Repeat the records verbatim and leave the pictures out of your copy.

-=-=-

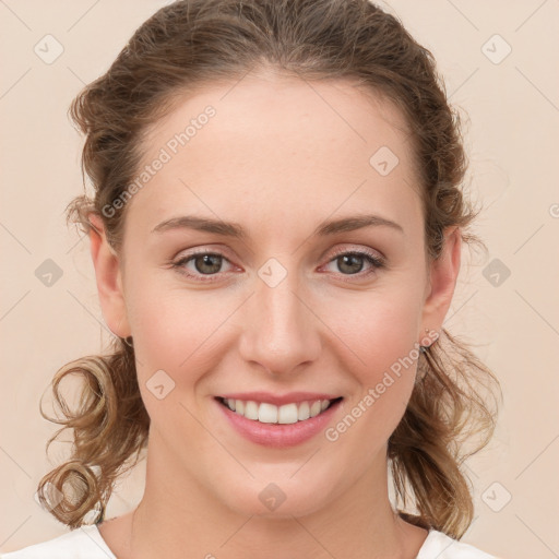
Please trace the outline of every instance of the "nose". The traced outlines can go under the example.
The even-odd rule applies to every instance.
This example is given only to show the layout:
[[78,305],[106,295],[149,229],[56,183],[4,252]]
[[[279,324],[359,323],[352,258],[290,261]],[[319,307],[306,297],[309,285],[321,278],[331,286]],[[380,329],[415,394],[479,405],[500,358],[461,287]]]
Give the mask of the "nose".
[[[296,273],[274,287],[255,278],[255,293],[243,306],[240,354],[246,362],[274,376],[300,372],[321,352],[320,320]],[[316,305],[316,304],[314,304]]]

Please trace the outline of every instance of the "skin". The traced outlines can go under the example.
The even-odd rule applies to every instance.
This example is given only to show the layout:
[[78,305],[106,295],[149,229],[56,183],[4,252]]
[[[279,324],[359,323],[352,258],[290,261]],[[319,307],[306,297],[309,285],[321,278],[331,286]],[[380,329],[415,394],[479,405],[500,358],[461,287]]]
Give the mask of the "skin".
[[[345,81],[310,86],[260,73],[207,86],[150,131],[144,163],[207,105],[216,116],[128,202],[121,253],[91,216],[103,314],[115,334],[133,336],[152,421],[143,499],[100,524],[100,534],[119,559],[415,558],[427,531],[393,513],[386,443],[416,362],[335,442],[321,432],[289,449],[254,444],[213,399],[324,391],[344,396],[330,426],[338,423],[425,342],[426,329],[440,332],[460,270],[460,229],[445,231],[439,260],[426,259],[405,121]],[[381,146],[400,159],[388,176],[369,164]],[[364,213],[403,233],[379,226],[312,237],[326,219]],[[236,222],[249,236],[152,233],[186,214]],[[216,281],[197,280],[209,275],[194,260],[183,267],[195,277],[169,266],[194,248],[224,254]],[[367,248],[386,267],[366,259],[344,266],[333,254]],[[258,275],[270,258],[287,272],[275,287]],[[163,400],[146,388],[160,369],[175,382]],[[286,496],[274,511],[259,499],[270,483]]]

-=-=-

TASK RESPONSE
Please trace the outline of every instance of the "nose". The traced outlines can go under the example.
The even-odd rule applies to every instance.
This example is given only to show the layout:
[[78,305],[106,295],[149,229],[56,183],[4,252]]
[[[279,324],[359,323],[352,258],[290,261]],[[319,307],[306,297],[309,285],[321,278],[331,286]],[[380,329],[415,394],[479,405],[500,358],[461,287]]]
Give the mask of the "nose".
[[[296,273],[274,287],[255,278],[255,293],[243,306],[240,354],[246,362],[274,376],[300,372],[321,352],[320,320]],[[316,305],[316,304],[314,304]]]

Please trace the outline of every instance of the "skin". The traced outlines can go under the example.
The even-odd rule applies to every instance.
This example is given only to show the layout:
[[78,305],[106,295],[149,229],[56,183],[4,252]]
[[[279,324],[359,323],[352,258],[290,261]],[[319,307],[306,297],[309,285],[321,278],[331,286]],[[380,329],[415,394],[479,405],[500,358],[461,287]]]
Give the mask of the "skin".
[[[345,81],[310,86],[260,73],[207,86],[150,131],[144,163],[207,105],[216,116],[128,202],[121,253],[91,216],[103,314],[115,334],[133,336],[152,421],[143,499],[100,524],[100,534],[119,559],[415,558],[427,531],[393,513],[386,443],[416,362],[335,442],[321,432],[289,449],[254,444],[213,399],[324,391],[344,396],[330,426],[338,423],[425,342],[426,329],[440,332],[460,270],[460,229],[445,231],[439,260],[426,259],[405,121]],[[381,146],[400,159],[388,176],[369,164]],[[364,213],[403,233],[379,226],[312,237],[326,219]],[[236,222],[249,236],[152,233],[186,214]],[[216,281],[197,280],[209,275],[194,260],[183,267],[195,277],[169,266],[194,248],[224,254]],[[367,248],[386,267],[366,259],[344,266],[333,254]],[[258,275],[270,258],[287,272],[275,287]],[[163,400],[146,388],[160,369],[175,382]],[[286,496],[274,511],[259,499],[270,483]]]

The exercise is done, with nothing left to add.